Copy each line from the listing below where the word "interest" shows up.

>>

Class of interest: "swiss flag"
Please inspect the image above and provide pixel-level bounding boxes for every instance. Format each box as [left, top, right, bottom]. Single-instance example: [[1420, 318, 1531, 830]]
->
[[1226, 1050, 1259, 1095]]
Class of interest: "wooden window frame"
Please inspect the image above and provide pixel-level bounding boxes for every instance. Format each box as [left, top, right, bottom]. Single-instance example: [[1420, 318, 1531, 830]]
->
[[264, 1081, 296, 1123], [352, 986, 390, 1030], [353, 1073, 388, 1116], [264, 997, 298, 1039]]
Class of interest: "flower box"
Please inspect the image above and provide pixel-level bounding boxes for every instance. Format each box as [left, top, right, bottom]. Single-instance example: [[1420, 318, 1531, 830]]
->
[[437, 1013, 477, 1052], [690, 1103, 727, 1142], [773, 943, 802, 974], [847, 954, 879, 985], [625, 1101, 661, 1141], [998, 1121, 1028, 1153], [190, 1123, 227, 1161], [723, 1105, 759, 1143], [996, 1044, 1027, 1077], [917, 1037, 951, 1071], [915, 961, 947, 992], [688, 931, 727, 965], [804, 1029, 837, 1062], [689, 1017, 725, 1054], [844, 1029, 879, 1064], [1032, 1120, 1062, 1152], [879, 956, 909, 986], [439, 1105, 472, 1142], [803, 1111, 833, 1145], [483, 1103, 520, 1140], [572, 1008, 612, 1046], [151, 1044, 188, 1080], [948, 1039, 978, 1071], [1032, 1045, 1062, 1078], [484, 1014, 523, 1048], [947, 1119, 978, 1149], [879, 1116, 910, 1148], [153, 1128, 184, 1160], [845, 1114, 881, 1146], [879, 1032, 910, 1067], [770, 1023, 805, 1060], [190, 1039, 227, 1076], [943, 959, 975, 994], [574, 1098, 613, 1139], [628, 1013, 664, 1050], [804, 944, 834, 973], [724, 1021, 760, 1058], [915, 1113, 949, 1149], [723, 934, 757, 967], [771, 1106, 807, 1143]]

<<

**Written answer**:
Class of interest: "swiss flag"
Class of interest: "wooden window frame"
Class of interest: "flower box"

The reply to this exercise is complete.